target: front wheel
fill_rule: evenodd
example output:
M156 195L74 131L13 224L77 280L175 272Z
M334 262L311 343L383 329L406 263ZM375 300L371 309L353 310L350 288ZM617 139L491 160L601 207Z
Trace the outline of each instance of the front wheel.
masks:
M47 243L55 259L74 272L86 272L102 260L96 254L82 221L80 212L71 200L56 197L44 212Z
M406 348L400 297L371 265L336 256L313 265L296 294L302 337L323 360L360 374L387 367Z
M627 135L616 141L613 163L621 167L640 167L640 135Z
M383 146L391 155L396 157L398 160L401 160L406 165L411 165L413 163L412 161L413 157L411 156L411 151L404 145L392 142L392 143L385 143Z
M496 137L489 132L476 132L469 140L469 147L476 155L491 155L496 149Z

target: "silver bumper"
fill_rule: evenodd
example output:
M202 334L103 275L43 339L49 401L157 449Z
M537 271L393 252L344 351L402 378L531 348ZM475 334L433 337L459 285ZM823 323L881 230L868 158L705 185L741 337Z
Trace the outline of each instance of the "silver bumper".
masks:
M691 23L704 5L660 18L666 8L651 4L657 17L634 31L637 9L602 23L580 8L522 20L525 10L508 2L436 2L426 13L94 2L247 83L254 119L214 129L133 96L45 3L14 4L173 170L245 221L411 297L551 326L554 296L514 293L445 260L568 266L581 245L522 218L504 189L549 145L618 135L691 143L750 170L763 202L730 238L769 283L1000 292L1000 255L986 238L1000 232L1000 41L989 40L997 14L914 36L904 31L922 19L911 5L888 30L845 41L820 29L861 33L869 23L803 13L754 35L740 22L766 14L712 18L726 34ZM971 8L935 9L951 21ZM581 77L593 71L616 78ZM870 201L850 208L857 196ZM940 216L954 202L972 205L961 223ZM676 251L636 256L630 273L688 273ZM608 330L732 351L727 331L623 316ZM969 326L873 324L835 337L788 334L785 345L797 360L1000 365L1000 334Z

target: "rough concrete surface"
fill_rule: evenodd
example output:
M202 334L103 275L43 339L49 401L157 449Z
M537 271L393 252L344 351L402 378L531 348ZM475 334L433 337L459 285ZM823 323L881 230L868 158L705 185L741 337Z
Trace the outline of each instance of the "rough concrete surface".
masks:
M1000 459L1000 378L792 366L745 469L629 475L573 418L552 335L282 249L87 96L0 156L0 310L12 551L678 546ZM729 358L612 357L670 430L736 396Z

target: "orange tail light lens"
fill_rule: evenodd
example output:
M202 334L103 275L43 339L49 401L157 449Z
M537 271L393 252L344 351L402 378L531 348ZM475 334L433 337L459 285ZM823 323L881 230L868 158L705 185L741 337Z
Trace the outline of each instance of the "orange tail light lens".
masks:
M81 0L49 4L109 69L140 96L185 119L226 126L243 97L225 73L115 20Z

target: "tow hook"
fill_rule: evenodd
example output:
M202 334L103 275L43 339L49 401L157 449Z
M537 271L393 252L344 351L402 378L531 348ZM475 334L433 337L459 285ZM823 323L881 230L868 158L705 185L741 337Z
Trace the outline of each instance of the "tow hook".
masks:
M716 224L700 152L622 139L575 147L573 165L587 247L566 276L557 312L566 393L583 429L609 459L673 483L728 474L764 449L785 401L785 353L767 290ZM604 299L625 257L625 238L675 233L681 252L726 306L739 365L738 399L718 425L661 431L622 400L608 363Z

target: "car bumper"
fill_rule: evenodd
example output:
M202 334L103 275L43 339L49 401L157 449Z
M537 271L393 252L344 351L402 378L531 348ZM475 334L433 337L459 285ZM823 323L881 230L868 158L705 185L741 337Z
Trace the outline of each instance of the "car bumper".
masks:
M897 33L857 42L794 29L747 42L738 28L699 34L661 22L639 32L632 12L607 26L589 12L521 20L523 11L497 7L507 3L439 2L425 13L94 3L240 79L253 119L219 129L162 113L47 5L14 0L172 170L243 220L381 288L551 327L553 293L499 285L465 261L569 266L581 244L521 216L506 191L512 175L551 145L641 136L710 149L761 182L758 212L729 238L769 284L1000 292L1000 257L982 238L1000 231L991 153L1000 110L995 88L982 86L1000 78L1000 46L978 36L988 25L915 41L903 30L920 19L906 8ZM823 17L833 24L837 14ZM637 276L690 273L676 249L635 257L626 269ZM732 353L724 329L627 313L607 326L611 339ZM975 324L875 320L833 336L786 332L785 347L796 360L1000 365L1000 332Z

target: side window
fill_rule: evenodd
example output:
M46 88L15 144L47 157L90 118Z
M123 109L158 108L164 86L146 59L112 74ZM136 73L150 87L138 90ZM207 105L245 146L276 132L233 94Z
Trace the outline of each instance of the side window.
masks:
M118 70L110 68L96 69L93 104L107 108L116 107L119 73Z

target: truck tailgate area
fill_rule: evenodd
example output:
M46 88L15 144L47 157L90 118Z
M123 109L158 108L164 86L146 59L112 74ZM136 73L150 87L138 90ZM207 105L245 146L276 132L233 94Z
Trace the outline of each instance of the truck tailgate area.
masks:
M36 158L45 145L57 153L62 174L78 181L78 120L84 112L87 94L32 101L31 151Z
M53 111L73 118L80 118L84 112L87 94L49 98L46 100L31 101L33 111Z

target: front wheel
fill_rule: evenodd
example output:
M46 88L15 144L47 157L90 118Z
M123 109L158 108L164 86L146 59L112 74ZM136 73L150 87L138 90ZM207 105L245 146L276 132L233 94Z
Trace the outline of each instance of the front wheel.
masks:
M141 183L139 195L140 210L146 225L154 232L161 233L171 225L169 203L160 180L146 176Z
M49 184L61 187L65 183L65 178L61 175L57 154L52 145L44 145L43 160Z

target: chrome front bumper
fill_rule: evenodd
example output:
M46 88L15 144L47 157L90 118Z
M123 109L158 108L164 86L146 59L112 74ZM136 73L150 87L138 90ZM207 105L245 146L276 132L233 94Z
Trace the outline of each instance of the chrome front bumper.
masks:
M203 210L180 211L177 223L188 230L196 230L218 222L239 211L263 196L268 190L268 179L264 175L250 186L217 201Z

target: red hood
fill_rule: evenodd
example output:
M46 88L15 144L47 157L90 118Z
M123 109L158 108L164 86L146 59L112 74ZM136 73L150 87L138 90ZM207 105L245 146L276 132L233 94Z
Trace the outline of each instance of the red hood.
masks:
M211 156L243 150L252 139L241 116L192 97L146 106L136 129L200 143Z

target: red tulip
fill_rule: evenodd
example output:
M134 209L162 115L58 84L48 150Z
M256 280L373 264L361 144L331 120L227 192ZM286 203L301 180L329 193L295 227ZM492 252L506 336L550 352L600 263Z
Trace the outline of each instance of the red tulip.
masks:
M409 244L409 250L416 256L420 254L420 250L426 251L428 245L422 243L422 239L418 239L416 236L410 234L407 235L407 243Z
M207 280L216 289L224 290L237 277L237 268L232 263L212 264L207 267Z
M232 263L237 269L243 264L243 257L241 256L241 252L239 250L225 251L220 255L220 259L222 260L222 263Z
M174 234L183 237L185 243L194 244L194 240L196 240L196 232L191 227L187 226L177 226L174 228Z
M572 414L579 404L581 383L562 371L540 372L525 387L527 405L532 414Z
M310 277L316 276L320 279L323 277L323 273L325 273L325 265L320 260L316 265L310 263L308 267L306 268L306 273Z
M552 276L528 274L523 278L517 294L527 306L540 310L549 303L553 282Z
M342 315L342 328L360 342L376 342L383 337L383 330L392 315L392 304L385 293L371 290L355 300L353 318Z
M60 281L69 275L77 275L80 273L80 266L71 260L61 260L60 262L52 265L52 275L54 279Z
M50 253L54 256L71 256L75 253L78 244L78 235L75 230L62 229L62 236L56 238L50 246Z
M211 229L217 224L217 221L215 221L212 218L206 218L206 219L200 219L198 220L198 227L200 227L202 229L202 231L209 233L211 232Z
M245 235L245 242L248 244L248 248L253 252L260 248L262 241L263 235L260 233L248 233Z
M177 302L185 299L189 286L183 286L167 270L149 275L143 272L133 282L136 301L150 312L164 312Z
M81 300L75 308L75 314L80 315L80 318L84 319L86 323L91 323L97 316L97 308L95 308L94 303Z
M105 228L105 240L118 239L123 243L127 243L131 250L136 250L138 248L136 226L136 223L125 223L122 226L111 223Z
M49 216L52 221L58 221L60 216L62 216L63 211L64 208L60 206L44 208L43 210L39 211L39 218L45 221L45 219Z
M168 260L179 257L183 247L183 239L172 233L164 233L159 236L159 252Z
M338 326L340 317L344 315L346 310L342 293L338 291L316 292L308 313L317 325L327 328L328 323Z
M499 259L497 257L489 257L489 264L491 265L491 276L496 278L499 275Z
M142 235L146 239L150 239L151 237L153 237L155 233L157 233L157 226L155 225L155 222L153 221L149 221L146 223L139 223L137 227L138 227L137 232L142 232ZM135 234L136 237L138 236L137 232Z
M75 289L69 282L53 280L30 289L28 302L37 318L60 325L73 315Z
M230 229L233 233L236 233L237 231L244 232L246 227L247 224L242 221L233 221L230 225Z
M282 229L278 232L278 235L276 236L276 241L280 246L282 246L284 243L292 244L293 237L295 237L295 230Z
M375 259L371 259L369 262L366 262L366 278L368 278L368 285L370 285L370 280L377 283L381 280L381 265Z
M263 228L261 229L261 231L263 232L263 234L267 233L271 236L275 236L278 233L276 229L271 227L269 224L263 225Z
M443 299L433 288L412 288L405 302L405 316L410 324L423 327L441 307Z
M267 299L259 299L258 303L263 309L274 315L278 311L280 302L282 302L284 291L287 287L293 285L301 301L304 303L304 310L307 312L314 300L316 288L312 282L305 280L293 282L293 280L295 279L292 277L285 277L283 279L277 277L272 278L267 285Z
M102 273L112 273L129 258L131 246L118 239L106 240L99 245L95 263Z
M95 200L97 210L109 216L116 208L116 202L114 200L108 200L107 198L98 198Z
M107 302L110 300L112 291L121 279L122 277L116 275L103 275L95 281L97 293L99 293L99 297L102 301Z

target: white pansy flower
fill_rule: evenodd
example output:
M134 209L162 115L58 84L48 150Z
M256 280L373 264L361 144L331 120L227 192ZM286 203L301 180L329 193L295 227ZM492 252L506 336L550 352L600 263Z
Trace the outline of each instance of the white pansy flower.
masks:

=-=-=-=-=

## Exercise aim
From the listing above, collect each line in which the string "pansy" appears.

## Response to this task
target: white pansy flower
Trace the outline of each instance of the white pansy flower.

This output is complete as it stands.